▶ Tasks and exercises
a. Translate this sentence from the article on the Israeli Conservatism Conference into Spanish: "Nowadays, their paranoid style makes me uneasy."
b. Please carry the article on the Israeli Conservatism Conference forward from its last sentence.

## BEGIN Given text

“What is conservatism?” asks Israeli author and political commentator Gadi Taub at the opening of his presentation at the Israeli Conservatism Conference. The topic of the panel is “Israeli Culture — Myth Shattering or a Return to our Roots?” and, despite the dry framing, the main hall is packed. Sitting next to Taub is Roy Iddan, a successful television screenwriter, and Shai Golden, a journalist, novelist, and former editor of Haaretz Magazine, who now has his own morning show on the ultra-right Channel 14.
A few minutes earlier, when moderator Liat Koshizky — the only woman on the panel — introduced the three speakers, it was Taub who received the loudest applause from the audience, many of whom are from the national-religious camp. It’s a strange moment, considering the fact that just a decade ago, Taub published a book critical of the settler movement, warning that it posed the greatest existential threat to the State of Israel.
In recent years, however, Taub has undergone a personal transformation en route to becoming the leading intellectual of a new kind of Israeli right: one that has moved away from the debate over the occupation or the fate of the settlement enterprise. A podcast host, columnist for Haaretz, and the main critic of the so-called Israeli “deep state,” Taub now sympathizes with Bezalel Smotrich, the leader of the far-right Religious Zionism party, as well as former Prime Minister Benjamin Netanyahu.
At the panel, Taub dedicates his time to speaking about how political correctness destroys artistic freedom. He makes a surprisingly nuanced case — I even find myself agreeing with a point he makes — but his overall tone is bitter and pessimistic, even angry. Golden, who made his move from the left to the right even more recently, sounds just as panicked. “Bialik [Israel’s national poet] wouldn’t have been published today because he is too Zionist […] A film about the Entebbe Operation would not have been approved,” he claims.
I wrote several stories for Haaretz Magazine back when Golden was its editor; he was always kind to me, as was Taub when we ran into each other at a cafe after I wrote a piece attacking him. Nowadays, their paranoid style makes me uneasy. The two belong to a small yet influential group of high-profile “former leftists,” which includes Haaretz’s literary editor, Benny Ziffer, who has become an avid Netanyahu supporter, author Irit Linur, who hosts a popular talk radio show on IDF Radio (and is also a speaker at the conference), and the libertarian attorney Ari Shamay.

## END Given text
## BEGIN Recorded data

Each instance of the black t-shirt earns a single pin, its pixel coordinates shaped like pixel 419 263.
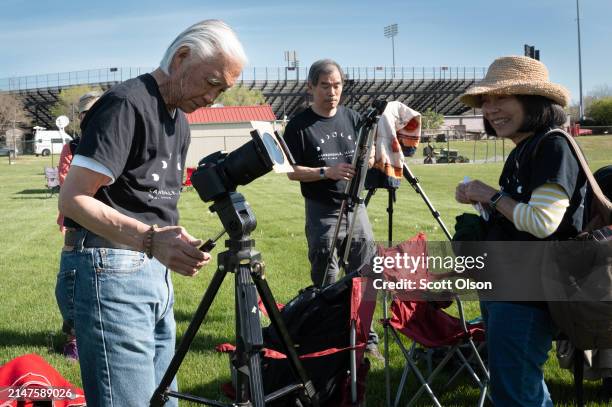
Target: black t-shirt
pixel 316 141
pixel 130 131
pixel 553 163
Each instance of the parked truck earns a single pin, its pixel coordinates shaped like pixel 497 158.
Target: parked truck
pixel 49 141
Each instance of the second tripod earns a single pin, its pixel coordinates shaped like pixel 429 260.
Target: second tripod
pixel 245 262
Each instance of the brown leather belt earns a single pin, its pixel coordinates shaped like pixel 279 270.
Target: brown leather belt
pixel 91 240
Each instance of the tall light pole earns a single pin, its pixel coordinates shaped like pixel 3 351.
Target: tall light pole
pixel 391 32
pixel 579 61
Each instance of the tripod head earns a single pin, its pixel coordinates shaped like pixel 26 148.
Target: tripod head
pixel 362 152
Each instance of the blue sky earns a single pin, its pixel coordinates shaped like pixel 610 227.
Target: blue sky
pixel 38 36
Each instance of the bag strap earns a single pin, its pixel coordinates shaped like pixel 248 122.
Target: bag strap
pixel 602 204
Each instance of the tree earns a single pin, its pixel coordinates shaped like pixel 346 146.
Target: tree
pixel 601 111
pixel 598 92
pixel 241 96
pixel 12 113
pixel 67 105
pixel 431 120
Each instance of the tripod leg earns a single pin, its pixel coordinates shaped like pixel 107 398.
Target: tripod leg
pixel 308 395
pixel 160 396
pixel 249 340
pixel 415 184
pixel 333 241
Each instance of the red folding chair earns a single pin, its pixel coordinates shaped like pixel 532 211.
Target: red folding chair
pixel 429 327
pixel 348 351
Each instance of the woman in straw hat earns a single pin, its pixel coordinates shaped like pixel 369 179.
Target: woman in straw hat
pixel 539 198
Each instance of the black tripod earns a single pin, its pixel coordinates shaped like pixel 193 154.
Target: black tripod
pixel 392 197
pixel 245 262
pixel 352 194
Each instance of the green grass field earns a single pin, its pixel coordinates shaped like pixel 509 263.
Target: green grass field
pixel 30 245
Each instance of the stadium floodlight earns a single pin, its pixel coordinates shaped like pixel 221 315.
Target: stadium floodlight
pixel 391 32
pixel 581 113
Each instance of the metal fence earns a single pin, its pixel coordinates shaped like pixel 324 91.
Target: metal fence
pixel 452 146
pixel 249 74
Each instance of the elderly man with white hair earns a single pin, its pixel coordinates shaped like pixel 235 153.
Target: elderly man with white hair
pixel 120 200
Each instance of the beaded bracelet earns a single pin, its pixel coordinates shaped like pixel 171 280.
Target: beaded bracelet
pixel 148 243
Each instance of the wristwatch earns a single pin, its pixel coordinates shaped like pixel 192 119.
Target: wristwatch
pixel 495 199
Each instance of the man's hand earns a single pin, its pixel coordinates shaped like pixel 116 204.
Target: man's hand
pixel 340 172
pixel 474 191
pixel 178 250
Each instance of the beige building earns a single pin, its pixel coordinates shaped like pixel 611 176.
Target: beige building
pixel 222 128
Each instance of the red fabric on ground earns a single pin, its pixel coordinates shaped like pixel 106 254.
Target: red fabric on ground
pixel 32 371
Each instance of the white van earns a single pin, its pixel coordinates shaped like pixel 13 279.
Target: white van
pixel 49 141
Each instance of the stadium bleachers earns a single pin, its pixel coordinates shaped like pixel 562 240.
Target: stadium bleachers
pixel 286 91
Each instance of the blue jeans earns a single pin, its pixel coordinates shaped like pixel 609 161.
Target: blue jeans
pixel 123 316
pixel 519 338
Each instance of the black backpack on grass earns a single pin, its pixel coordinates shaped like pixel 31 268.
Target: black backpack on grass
pixel 588 323
pixel 317 320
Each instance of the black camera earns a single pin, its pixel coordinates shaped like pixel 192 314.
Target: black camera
pixel 220 173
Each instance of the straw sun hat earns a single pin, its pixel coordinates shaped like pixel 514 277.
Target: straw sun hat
pixel 515 75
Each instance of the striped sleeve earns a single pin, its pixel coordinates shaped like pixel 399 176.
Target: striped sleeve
pixel 544 212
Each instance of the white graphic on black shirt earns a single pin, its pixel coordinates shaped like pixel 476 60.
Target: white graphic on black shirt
pixel 160 193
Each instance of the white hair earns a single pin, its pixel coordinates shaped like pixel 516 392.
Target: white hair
pixel 206 39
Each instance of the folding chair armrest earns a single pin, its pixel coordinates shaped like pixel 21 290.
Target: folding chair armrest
pixel 461 313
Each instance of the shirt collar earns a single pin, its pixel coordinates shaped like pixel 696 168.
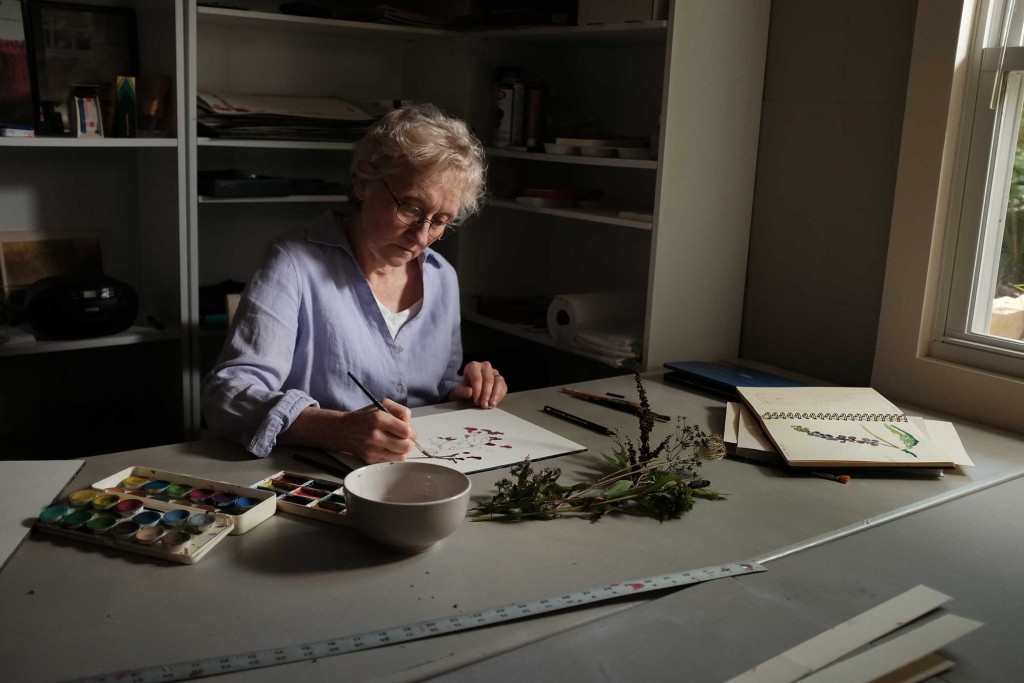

## END Recorded data

▶ In response
a. Hoy en día, su estilo paranoico me incomoda.

b.
That Linur, Ziffer, and Taub either previously or currently write for Haaretz does not hold them back from constantly complaining about left-wing censorship and progressive groupthink. This group of writers, each with their own style, represents a shift taking place in the Israeli right from religious conservatism and support of settlements to American-style culture wars, a cult of personality around Netanyahu, and Jewish nationalist populism.
Taken together, they introduce a certain sense of hipness, something strictly Tel Avivian, which separates the new right and the old one. And like their American counterparts, the use of irony and the shattering of liberal taboos are their main rhetorical tools. When Taub hosted Linur on his podcast, she opened by telling their audience she is speaking from her kitchen, “because this is where women belong,” a half-serious slight at the way so-called “woke” Israeli liberals see Linur. Taub, for his part, described how much he enjoyed the backlash to one of his tweets, which stated “You can’t solve the Palestinian problem because the Palestinians are the problem.”
But now, speaking before hundreds at the conference, Taub casts aside the irony and speaks directly: “The struggle now is not over the future of Judea and Samaria [the Israeli term for the occupied West Bank], but rather between nationalism and a global, post-national liberal elite that wants us governed by international treaties,” Taub tells the audience. “Being a conservative is being nationalist.”
Against the dead Zionist consensus
Held on May 26 in Jerusalem for the third time in four years, the Israeli Conservatism Conference, sponsored by the right-wing Tikvah Fund, aims to be the main intellectual hub for cutting-edge right-wing thought in Israel. Jewish billionaire Zalman Chaim Bernstein started the Tikvah Fund a year before his death in 1999, and in recent years, it has become increasingly active in right-wing policy debates, legislation, and activism.
The conference, modeled after the American Conservative Political Action Conference (CPAC), is one of its flagship projects. Yet the Israeli version does not include any current members of Knesset, a fact that allows its participants to avoid discussing the one issue that has divided the right over the past few years: the fate of Netanyahu, who is currently on trial over corruption charges.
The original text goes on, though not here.